This action by the respondent
was not sudden. It was
anticipated to happen given the engagements that took place between
the applicant and the respondent
from much earlier than 3 June 2024.
[2]
The applicant seeks the following relief on an extremely urgent
basis, having launched the application
on 3 June 2024:
“
2.
Pending the final determination of an action which the respondent
intends to bring
to review the decision of awarding the Ortaccab
(Pty) Ltd and the Respondent’s service level agreement and
finalisation of
discussion with Ortcaccab which affect the contract
already awarded mala fide.
2.1
That a Rule Nisi be and is hereby issued and that the Respondent is
ordered to restored
with possession of the structures identified as
Ortias at the OR Tambo International Airport terminals, their parking
lots and
operational office.
2.2
Alternatively, that the Sheriff is authorised to restore reactivation
of the access cards
of the Applicants and access to the operational
office, at the OR Tambo International Airport Terminal and parking
lots.
2.3
Interdicting and restraining the Respondent from deactivating the
access cards of the Applicant’s
members, and by so doing
locking them outside of their office.
2.4
Interdicting and restraining the Respondent from removing the
structure of the Applicant
from the OR Tambo Airport.
2.5
Interdicting and restraining the Respondent from restricting the
Applicant to operate their
transport business.
2.6
That the Respondent shall appear on the ___ day of 2024 to show cause
why the order should
not be made final.
3.
The Respondent to pay the costs of this application on an attorney
and own client
scale.

• **PROBLEMS TO WORK ON**:
1. In the court excerpt about the OR Tambo airport dispute, on what date did the applicant launch the application?
2. Return the part of the court excerpt that begins at the words "Pending the final" and stops after "operational office.".
3. Resume the court excerpt about the OR Tambo airport dispute, picking up after its last sentence.

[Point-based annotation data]
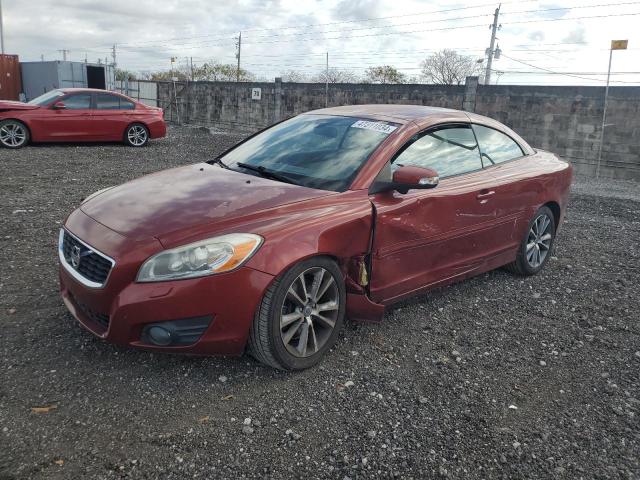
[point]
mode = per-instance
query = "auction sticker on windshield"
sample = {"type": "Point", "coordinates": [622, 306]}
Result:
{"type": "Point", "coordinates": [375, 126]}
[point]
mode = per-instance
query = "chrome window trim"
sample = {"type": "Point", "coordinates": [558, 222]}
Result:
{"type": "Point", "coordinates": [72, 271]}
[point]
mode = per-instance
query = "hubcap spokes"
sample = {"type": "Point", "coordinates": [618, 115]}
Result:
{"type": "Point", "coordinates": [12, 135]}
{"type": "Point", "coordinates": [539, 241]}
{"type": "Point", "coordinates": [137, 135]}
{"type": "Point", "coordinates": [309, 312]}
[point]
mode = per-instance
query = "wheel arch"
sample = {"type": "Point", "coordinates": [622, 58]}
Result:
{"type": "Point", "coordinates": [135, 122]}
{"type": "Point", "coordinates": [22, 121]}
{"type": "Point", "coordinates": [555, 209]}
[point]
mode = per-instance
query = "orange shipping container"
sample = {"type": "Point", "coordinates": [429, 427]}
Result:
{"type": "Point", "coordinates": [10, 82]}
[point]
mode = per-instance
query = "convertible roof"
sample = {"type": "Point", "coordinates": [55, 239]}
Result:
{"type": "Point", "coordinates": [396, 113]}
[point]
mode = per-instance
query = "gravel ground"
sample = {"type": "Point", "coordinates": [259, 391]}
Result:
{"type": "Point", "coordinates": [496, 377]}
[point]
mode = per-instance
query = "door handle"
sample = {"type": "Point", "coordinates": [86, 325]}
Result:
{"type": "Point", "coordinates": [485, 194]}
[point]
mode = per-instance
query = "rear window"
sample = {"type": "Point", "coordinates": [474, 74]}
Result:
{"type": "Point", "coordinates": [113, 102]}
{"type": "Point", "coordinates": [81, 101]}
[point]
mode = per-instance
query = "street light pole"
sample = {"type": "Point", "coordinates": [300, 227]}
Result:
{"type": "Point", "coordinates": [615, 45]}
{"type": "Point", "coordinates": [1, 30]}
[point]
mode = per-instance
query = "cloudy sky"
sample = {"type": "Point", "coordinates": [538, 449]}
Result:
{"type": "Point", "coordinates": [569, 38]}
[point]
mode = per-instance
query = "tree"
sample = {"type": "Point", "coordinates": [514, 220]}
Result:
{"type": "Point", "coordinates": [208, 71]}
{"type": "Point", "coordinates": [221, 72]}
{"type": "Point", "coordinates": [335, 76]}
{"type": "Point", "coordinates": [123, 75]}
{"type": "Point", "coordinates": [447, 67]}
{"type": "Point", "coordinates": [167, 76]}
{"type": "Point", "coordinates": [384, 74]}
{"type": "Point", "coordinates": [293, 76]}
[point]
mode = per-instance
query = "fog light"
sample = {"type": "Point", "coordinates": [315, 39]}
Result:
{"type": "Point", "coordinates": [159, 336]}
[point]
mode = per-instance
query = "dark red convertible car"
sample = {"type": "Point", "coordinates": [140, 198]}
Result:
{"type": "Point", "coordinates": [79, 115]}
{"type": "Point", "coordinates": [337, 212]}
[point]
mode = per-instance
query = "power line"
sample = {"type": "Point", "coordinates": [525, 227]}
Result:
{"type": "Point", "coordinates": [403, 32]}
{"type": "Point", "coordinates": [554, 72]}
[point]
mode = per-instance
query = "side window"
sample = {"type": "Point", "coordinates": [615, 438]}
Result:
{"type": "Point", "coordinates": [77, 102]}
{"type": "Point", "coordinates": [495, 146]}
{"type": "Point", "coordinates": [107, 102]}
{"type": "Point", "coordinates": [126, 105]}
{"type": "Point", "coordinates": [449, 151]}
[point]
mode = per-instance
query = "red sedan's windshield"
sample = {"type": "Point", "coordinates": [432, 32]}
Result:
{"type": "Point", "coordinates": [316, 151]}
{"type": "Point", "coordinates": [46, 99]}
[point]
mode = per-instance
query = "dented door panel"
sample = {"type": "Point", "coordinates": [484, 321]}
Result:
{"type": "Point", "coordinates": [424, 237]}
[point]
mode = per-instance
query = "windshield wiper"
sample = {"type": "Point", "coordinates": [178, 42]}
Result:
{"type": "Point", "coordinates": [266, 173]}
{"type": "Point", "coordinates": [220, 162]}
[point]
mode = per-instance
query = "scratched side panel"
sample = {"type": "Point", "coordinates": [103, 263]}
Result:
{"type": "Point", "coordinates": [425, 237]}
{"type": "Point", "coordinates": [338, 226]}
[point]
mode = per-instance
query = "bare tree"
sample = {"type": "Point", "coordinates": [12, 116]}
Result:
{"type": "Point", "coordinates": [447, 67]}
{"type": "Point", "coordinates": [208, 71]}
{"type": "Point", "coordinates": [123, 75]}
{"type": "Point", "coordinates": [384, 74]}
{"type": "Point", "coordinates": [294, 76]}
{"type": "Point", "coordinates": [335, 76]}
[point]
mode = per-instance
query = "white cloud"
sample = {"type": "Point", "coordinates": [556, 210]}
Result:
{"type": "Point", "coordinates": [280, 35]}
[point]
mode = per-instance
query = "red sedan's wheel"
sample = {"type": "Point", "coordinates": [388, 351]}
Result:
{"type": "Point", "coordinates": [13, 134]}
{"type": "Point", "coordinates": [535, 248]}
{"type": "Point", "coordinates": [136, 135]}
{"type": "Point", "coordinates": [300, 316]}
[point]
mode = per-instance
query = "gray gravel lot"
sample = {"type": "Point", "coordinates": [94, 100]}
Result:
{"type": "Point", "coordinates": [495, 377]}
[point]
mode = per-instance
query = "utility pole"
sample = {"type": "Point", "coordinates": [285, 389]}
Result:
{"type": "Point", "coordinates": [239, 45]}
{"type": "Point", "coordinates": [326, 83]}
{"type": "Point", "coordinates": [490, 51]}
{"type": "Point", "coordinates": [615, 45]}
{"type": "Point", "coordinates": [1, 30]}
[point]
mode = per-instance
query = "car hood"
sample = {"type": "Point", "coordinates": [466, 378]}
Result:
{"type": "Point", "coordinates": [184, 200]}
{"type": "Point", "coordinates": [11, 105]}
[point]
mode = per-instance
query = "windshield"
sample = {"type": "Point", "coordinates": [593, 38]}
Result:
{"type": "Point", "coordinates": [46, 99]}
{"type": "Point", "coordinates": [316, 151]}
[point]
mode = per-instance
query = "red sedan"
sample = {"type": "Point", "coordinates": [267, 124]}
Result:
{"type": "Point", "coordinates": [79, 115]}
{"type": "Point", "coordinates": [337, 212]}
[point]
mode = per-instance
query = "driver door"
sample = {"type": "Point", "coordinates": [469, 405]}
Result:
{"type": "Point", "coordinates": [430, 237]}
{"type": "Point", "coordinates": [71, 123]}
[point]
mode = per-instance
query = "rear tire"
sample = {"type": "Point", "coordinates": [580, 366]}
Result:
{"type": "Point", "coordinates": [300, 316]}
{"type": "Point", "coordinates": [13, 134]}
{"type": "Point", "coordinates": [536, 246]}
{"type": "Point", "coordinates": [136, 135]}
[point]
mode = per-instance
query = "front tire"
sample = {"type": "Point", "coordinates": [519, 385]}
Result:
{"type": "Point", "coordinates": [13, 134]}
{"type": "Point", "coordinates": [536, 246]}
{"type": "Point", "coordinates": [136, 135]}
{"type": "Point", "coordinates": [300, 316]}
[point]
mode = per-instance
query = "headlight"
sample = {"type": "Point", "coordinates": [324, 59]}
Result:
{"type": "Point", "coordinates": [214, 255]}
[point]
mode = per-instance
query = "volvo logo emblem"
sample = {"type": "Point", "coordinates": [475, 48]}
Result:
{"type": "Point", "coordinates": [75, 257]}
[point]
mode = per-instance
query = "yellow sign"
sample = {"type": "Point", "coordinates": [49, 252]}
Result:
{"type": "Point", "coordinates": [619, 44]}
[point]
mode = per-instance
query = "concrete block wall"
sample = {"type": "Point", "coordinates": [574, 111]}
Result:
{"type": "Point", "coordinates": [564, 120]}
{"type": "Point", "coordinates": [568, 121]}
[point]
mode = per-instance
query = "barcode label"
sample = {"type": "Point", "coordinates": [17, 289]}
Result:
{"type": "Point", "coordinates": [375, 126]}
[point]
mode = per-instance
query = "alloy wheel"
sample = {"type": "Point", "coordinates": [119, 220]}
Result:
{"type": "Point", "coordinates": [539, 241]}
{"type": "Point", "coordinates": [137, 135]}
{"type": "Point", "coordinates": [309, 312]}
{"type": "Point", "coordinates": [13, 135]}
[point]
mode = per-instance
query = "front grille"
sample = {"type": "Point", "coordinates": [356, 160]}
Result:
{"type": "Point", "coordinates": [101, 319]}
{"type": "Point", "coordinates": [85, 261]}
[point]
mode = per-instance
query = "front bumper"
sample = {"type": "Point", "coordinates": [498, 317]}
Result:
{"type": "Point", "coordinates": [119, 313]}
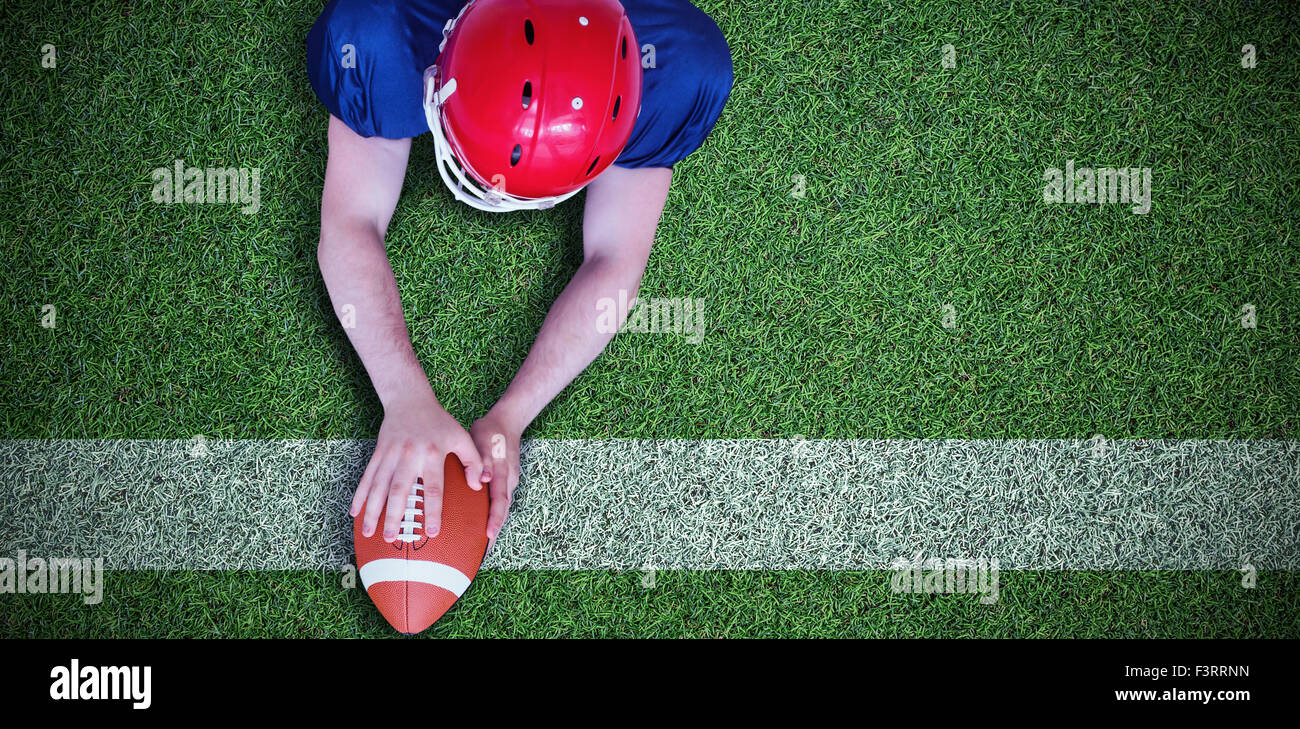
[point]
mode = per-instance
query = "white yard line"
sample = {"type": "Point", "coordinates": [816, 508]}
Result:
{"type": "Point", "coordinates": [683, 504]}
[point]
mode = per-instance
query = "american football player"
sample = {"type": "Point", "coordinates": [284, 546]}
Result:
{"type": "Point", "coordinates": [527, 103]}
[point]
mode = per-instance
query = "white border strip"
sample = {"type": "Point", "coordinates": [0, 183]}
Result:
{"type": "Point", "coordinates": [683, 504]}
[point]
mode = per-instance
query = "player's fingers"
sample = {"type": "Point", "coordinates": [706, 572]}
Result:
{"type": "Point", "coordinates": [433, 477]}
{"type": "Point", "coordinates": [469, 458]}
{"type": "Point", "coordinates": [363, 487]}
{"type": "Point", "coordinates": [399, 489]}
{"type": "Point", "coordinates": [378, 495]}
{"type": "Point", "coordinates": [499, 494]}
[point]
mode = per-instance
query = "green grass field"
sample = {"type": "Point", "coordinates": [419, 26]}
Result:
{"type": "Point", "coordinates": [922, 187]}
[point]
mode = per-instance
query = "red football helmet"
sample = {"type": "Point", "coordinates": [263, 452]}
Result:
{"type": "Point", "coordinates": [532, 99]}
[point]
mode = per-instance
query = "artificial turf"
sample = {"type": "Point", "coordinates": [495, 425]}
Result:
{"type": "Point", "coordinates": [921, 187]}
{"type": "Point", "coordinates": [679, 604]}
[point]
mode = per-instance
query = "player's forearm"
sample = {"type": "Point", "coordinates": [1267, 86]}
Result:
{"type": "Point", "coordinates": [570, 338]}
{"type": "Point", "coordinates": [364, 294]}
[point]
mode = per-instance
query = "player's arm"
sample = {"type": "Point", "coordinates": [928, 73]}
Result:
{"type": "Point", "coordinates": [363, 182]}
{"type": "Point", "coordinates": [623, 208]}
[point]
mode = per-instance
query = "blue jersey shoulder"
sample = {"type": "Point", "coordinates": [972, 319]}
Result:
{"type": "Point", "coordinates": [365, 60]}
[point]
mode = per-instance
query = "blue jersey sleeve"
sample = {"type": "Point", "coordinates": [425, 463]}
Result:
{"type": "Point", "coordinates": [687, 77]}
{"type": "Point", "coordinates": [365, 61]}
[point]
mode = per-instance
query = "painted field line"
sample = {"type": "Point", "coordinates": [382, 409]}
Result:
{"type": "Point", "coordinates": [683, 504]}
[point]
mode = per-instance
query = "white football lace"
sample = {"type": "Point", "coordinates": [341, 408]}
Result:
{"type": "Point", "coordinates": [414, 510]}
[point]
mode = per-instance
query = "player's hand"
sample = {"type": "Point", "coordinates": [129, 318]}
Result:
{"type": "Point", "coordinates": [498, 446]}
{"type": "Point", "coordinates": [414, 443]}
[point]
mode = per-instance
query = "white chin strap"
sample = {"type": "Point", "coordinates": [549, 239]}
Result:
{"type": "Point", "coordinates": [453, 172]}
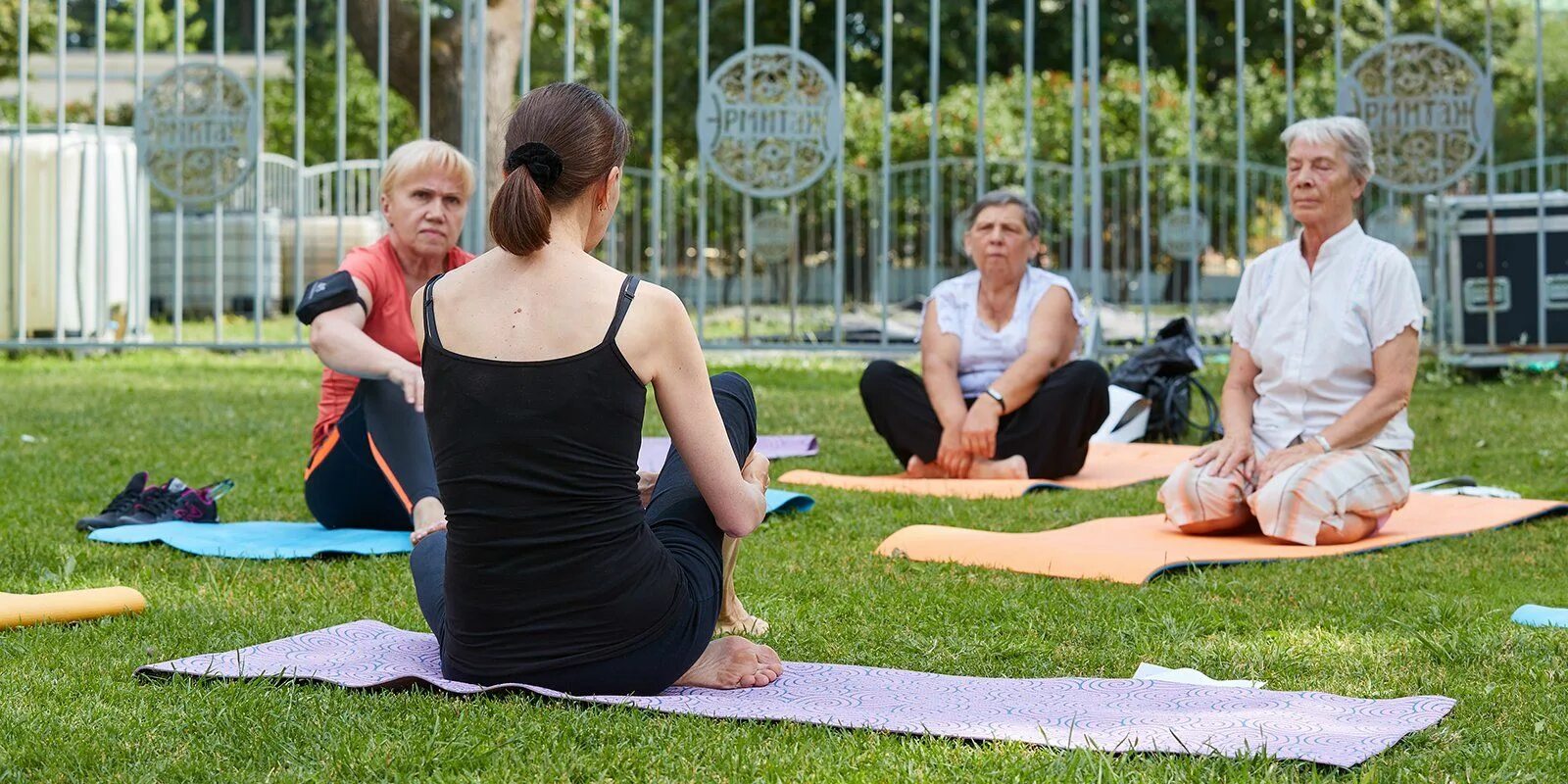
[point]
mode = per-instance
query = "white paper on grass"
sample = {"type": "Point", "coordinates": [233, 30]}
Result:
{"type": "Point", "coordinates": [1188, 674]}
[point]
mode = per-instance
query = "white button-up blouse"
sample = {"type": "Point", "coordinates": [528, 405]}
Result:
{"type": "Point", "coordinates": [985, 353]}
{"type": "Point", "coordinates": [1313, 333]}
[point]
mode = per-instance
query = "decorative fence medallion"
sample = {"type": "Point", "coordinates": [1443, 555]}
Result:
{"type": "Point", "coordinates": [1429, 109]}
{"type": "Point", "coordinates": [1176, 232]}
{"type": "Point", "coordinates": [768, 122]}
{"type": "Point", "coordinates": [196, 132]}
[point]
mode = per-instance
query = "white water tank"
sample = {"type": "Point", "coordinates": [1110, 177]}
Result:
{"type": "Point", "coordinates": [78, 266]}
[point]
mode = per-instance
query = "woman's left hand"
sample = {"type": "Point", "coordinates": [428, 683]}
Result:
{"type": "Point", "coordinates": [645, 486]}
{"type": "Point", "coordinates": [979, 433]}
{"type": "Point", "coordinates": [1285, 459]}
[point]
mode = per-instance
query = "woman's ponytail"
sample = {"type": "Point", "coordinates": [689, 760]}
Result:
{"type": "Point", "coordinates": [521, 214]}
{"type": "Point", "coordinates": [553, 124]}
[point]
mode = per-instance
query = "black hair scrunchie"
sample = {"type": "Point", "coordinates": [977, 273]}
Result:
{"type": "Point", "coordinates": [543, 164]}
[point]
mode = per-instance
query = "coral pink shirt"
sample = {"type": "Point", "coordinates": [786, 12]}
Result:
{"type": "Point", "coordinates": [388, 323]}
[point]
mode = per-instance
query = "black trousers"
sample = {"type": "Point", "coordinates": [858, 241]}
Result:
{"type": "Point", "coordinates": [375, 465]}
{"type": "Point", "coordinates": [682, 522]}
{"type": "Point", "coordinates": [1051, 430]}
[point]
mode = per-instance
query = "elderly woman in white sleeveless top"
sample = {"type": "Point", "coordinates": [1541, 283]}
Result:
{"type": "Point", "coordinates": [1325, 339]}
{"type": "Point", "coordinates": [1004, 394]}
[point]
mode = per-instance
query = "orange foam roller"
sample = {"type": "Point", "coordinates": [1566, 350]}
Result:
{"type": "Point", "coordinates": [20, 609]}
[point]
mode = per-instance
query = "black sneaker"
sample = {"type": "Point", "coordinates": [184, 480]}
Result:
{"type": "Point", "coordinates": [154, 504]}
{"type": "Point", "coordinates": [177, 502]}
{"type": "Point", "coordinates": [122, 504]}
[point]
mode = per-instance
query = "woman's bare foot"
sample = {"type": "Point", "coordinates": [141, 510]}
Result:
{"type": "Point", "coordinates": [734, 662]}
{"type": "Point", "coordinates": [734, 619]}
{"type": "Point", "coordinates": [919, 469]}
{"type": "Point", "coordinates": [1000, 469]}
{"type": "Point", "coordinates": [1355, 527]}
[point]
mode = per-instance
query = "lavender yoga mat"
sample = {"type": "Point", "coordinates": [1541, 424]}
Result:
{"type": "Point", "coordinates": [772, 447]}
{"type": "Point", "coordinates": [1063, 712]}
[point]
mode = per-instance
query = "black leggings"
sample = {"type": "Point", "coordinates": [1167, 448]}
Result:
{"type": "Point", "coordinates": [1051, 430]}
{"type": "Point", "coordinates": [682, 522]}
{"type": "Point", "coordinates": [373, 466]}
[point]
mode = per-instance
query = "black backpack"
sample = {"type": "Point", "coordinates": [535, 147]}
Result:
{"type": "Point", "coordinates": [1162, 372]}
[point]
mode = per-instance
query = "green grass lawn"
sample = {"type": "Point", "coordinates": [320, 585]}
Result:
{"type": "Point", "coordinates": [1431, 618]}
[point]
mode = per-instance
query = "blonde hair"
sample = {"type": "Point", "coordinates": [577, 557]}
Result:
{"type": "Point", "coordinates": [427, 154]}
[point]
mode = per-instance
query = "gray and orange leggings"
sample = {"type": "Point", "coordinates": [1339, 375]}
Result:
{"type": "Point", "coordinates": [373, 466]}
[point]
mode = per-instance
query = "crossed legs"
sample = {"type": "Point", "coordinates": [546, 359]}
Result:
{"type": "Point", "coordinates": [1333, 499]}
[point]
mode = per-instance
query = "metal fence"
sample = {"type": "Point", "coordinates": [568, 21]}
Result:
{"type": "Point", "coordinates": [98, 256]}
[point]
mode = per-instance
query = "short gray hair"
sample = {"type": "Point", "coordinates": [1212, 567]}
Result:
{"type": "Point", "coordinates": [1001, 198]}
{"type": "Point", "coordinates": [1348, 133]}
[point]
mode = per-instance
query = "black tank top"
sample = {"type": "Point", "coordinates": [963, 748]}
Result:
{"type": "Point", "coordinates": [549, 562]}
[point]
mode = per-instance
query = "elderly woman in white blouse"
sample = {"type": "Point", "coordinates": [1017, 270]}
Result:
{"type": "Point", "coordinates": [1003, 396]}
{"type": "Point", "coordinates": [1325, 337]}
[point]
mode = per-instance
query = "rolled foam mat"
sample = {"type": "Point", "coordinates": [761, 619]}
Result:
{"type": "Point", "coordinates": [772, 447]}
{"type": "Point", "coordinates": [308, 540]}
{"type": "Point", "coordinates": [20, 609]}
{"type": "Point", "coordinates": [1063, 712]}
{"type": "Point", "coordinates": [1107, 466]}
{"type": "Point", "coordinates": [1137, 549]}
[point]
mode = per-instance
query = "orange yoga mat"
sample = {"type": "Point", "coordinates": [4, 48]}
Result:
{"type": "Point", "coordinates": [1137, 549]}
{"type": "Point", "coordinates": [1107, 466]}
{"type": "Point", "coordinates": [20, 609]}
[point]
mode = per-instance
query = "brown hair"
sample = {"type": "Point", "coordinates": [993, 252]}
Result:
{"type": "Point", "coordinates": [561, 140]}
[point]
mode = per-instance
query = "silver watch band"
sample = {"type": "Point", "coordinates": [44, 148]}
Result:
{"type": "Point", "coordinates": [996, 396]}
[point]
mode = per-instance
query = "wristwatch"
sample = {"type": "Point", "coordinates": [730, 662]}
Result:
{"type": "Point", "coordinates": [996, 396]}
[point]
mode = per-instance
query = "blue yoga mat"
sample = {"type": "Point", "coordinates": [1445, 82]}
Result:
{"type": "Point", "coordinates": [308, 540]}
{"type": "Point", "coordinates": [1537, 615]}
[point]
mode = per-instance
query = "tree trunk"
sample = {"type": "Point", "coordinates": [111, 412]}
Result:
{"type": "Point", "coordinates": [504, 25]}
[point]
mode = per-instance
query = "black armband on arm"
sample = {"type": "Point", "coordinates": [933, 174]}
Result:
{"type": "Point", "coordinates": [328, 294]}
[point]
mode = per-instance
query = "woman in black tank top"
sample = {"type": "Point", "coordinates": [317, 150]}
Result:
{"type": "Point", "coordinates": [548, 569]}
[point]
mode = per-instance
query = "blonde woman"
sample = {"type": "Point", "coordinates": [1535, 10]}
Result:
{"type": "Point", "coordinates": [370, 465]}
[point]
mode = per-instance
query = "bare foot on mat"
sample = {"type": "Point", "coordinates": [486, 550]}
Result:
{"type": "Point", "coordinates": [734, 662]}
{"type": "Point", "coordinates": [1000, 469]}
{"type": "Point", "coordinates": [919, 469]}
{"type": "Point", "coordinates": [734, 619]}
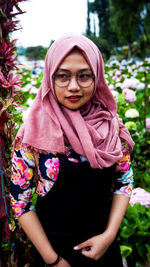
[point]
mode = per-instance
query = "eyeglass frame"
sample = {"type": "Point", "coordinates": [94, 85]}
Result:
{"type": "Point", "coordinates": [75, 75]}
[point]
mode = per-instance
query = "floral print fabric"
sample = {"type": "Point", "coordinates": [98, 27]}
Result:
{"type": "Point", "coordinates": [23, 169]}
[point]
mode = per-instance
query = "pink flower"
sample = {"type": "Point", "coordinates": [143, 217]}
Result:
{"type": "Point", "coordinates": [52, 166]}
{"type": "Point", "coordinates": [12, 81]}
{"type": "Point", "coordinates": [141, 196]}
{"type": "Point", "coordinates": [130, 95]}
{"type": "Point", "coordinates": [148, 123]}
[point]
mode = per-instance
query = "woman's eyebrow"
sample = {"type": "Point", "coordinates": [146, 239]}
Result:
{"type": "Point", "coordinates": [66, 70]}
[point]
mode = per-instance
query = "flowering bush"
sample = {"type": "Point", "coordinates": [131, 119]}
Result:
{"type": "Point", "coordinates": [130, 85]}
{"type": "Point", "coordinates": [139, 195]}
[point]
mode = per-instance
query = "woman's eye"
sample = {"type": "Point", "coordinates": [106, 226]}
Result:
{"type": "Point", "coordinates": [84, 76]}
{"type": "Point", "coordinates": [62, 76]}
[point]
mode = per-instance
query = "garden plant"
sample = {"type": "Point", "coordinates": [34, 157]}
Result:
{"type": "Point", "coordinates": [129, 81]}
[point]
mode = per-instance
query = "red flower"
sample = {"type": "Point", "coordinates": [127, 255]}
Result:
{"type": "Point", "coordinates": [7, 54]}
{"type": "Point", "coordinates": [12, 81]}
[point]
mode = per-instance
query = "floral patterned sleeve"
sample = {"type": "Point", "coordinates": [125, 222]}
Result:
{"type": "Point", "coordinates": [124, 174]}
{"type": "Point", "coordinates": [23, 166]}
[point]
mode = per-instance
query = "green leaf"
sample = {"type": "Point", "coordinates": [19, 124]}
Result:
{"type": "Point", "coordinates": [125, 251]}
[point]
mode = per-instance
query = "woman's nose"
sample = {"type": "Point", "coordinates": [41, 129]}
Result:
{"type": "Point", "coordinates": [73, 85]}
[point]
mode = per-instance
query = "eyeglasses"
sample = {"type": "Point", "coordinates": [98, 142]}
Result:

• **ANSWERS BY TASK**:
1. 3 June 2024

2.
Pending the final determination of an action which the respondent
intends to bring
to review the decision of awarding the Ortaccab
(Pty) Ltd and the Respondent’s service level agreement and
finalisation of
discussion with Ortcaccab which affect the contract
already awarded mala fide.
2.1
That a Rule Nisi be and is hereby issued and that the Respondent is
ordered to restored
with possession of the structures identified as
Ortias at the OR Tambo International Airport terminals, their parking
lots and
operational office.

3.
4.
Granting the applicant further and/or alternative relief.”
[3]
Two issues arise, namely, whether the applicant has justified
bringing the application on an extremely
urgent basis, and whether it
has established the requirements for a spoliation order.
Urgency
[4]
There is history between the applicant and the respondent going back
to 2021. The history critical
to the question of urgency is of
a shorter duration. It starts in March 2024.
[5]
It is common cause that on 25 March 2024 at 12h00 the applicant’s
members held a meeting with
officials of the respondent regarding the
applicant’s shuttle services at the respondent’s
airports. The applicant
was represented at this meeting by its
secretary, vice chairman, treasurer and operator owner. The
meeting was held at the
OR Tambo International Airport. A
report was presented regarding the status of the shuttle operations
at the airports.
The report presented recommended that shuttle
services should be removed completely from the airports and
surroundings as it was
not lawful to operate them in these premises.
[6]
Paragraph 1.5 of the minutes of the meeting of 25 March 2024,
attached to the respondent’s answering
affidavit as annexure
“C”, records the following:
“
1.5
Below issues were discussed and agreed upon.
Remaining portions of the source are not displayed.